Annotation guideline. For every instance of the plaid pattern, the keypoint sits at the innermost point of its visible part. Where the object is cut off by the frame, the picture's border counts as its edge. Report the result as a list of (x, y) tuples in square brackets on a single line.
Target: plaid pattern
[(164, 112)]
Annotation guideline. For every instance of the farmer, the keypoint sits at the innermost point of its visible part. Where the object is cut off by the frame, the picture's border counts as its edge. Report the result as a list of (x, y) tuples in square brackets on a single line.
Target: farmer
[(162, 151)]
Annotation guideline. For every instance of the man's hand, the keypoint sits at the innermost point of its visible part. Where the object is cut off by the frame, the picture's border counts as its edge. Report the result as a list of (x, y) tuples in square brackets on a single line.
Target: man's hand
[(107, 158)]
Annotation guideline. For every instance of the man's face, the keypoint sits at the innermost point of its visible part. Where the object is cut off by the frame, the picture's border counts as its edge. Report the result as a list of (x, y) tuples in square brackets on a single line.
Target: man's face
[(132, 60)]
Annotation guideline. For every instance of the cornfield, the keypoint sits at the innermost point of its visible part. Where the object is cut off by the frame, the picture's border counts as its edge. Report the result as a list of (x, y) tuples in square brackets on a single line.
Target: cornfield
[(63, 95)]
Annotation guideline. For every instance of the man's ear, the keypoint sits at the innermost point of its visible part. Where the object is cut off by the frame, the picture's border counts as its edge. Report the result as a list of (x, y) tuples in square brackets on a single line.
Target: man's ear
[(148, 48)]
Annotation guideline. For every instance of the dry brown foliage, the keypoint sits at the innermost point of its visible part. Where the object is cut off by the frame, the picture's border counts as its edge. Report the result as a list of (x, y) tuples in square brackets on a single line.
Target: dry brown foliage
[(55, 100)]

┄┄┄┄┄┄┄┄┄┄

TASK STATEMENT:
Only these lines should appear in the reply: the one containing "Annotation guideline. For every instance of the man's ear, the", the last line of the data, and all lines between them, each copied exactly.

EXERCISE OUTPUT:
Annotation guideline. For every instance of the man's ear, the keypoint sits at the innermost point of its visible part. Where the object is cut off by the frame, the picture's border counts as its edge. Report the result as a list of (x, y) tuples in square brackets on a single line.
Target: man's ear
[(148, 48)]
Annotation guideline. For every instance of the dry brown foliage, the keypoint sits at the innermost point of its visible part. Where the object is cut off by the frame, the picture's border counts as its edge. Report the result as a list of (x, y) tuples in square brackets on a single line.
Target: dry brown foliage
[(55, 100)]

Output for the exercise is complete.